■ **提示文章**
▽

【MFA健康コラムVol.68】幸福を科学する その1
皆さんは「幸せ」についてどのような解釈をお持ちだろうか?
好きな物を買えることが幸せであったり、好きな人と一緒にいる時間であったり、美味しい食事をしている時間であったりと、幸せのカタチは人それぞれであろう。
現代において、長期的な実験も含め、幸福を科学する書籍や研究は数多く出てきている。その中から幾つかを抜粋して紹介したい。
ご自身のライフスタイルに照らし合わせ、この機会に幸福とは何か?を一度考えるキッカケにして頂ければ幸いである。
【現状の理解と、幸福の要因】
国際的な調査会社であるギャラップ社による、世界幸福度ランキングというものがある。
さて、日本は何位くらいだろうか?

△

■ **提供記録**
▽

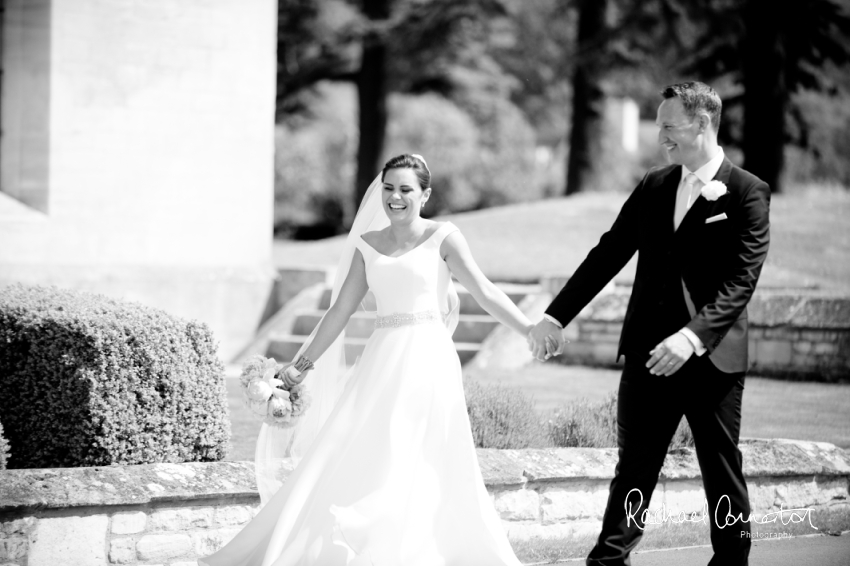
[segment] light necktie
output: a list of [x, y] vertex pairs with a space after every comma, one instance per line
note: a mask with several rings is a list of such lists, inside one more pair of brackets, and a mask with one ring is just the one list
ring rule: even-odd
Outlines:
[[682, 219], [685, 218], [685, 214], [688, 213], [691, 205], [694, 204], [696, 200], [694, 193], [698, 186], [699, 179], [693, 173], [688, 173], [687, 177], [682, 180], [682, 185], [679, 187], [679, 192], [676, 195], [676, 212], [673, 216], [673, 228], [675, 230], [679, 229]]

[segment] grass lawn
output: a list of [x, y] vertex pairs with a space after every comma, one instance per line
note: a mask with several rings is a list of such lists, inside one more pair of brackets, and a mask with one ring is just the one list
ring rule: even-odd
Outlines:
[[[617, 389], [618, 370], [535, 364], [522, 372], [489, 372], [485, 383], [521, 387], [542, 416], [569, 401], [601, 400]], [[253, 460], [260, 422], [242, 406], [239, 380], [227, 379], [231, 449], [228, 460]], [[850, 387], [747, 377], [741, 436], [831, 442], [850, 449]]]
[[[545, 415], [580, 397], [602, 400], [609, 391], [616, 391], [620, 371], [535, 364], [521, 372], [490, 371], [475, 378], [524, 389]], [[747, 376], [741, 414], [744, 437], [814, 440], [850, 449], [847, 385]]]
[[[625, 193], [587, 193], [454, 214], [476, 261], [493, 280], [569, 275], [617, 216]], [[850, 291], [850, 191], [795, 187], [771, 204], [771, 246], [762, 287]], [[277, 240], [276, 265], [336, 265], [344, 238]], [[631, 281], [633, 259], [618, 276]]]

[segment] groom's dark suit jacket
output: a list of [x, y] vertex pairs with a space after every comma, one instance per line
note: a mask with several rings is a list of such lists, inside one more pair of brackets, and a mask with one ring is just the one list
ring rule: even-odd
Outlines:
[[[566, 326], [638, 252], [619, 355], [647, 359], [659, 342], [687, 326], [718, 369], [743, 372], [747, 303], [770, 241], [770, 189], [724, 159], [715, 180], [728, 192], [715, 201], [698, 197], [674, 231], [681, 178], [679, 165], [650, 170], [546, 313]], [[706, 224], [722, 213], [726, 219]], [[682, 281], [695, 316], [688, 311]]]

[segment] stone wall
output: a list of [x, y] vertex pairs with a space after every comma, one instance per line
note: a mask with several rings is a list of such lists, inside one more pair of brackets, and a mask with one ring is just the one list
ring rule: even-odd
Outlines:
[[[850, 518], [845, 450], [751, 440], [741, 451], [757, 516], [805, 508]], [[478, 458], [512, 541], [569, 543], [598, 532], [616, 450], [479, 450]], [[704, 497], [693, 450], [668, 455], [651, 509], [699, 513]], [[230, 540], [258, 504], [245, 462], [0, 471], [0, 564], [190, 565]]]
[[[544, 289], [562, 284], [544, 282]], [[570, 344], [556, 360], [615, 366], [630, 291], [617, 287], [594, 299], [567, 326]], [[751, 374], [850, 381], [850, 297], [757, 291], [748, 312]]]

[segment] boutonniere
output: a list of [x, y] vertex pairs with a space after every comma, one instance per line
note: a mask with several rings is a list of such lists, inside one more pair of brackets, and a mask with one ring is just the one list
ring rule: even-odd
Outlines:
[[708, 201], [717, 200], [726, 192], [726, 185], [721, 181], [709, 181], [707, 185], [700, 189], [703, 198]]

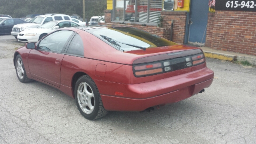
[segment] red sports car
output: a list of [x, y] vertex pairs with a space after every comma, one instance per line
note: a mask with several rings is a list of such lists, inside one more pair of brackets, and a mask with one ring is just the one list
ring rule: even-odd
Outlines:
[[13, 60], [21, 82], [60, 90], [90, 120], [178, 102], [204, 91], [214, 76], [200, 49], [125, 27], [60, 29]]

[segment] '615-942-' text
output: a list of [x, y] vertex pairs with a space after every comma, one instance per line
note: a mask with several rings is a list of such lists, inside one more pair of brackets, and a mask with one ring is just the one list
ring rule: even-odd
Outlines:
[[254, 2], [244, 1], [242, 1], [241, 3], [238, 3], [238, 1], [228, 1], [226, 4], [226, 7], [227, 8], [243, 8], [247, 7], [247, 8], [254, 8], [254, 6], [256, 6], [256, 4], [254, 4]]

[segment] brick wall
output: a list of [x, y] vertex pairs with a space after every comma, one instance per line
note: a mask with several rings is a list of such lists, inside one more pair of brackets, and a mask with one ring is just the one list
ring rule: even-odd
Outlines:
[[172, 41], [178, 43], [184, 43], [186, 24], [188, 12], [161, 12], [162, 16], [164, 16], [163, 27], [170, 28], [172, 20], [174, 20]]
[[137, 28], [140, 30], [144, 30], [151, 34], [154, 34], [162, 38], [168, 40], [170, 39], [170, 28], [157, 28], [156, 27], [142, 26], [126, 24], [120, 24], [113, 23], [100, 23], [99, 24], [104, 24], [107, 26], [119, 26], [130, 27]]
[[207, 30], [205, 38], [204, 46], [211, 47], [212, 46], [212, 31], [214, 27], [214, 20], [215, 13], [209, 12], [208, 13], [208, 22], [207, 23]]
[[212, 48], [256, 56], [256, 12], [216, 11], [213, 20]]

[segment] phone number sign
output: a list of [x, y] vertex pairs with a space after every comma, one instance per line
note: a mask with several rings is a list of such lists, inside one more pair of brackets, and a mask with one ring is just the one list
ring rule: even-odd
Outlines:
[[215, 10], [256, 12], [256, 0], [216, 0]]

△

幸福を科学するコラムを引き継ぎ、最後の一文の後から続きを執筆してください。 これらの記録は、幸福に関するコラムとは別個の資料です。

■ **最終回答**
この報告は毎年発表されるのだが、日本はこの指標の回答者平均値が先進国で最低水準であり、その順位は近年低下傾向にある。2012年から2015年は40位台をキープしていたものの、2016年以降は50位台であり、2020年には過去最低の62位、2021年には56位という先進国では最低水準の順位となっているようだ。
この世界幸福度ランキングでの上位はフィンランドなどの北欧が占めている。
日本との違いは何なのだろうか?
また、そもそも幸福度に関係する要因には何が挙げられるのだろうか?
ノーベル経済学賞を受賞しているダニエル・カーネマンは、自身の研究を振り返るインタビューの中で、「幸福を高めるために我々は何ができるのか?」という問いに回答し、3つの要素を挙げている。
一つ目は「時間の使い方を変えること」、2つ目は「人生をより良いものにさせることに意識的に注意を向けること」、3つ目は「注意を意識的に向け続ける必要があるような活動に時間を使うこと」と述べている。
人生をより良いものにさせ、かつ注意を向け続ける必要があるものの例として「友人とのつながり」を挙げている。
人間関係は、常にその人に注意を向けていなければ希薄になってくる。その意味で、関心を寄せ続ける必要があるものの例として挙げられている。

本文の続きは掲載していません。